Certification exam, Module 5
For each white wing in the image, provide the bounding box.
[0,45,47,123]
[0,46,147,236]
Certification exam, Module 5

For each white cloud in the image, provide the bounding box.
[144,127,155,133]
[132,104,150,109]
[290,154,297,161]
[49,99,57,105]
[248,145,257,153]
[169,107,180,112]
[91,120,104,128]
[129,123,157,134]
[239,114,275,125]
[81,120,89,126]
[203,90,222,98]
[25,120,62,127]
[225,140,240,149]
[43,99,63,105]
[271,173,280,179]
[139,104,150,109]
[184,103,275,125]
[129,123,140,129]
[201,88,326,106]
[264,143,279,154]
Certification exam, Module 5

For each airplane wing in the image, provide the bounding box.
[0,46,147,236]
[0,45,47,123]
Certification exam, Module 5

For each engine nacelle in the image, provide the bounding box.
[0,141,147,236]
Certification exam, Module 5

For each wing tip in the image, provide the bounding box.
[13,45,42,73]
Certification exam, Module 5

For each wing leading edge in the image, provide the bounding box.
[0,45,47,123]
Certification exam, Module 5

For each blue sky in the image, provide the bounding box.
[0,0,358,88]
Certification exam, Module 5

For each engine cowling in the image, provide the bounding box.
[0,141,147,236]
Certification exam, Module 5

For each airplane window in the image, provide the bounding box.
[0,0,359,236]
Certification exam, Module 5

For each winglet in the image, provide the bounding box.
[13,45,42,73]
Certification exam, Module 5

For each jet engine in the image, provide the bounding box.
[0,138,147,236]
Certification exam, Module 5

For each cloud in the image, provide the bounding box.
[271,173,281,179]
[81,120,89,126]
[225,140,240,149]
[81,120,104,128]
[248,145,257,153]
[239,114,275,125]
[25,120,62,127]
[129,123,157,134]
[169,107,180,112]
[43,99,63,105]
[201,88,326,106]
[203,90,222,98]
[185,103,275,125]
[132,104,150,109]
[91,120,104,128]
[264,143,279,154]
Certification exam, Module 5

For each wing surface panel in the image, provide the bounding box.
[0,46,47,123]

******

# [THE TASK]
Show each line of the entries above that contains the word "cloud", copying every such line in full.

# [COMPLETE OUTPUT]
For each white cloud in the image, provide the bounding box.
For each cloud in the image, provide the bounding box.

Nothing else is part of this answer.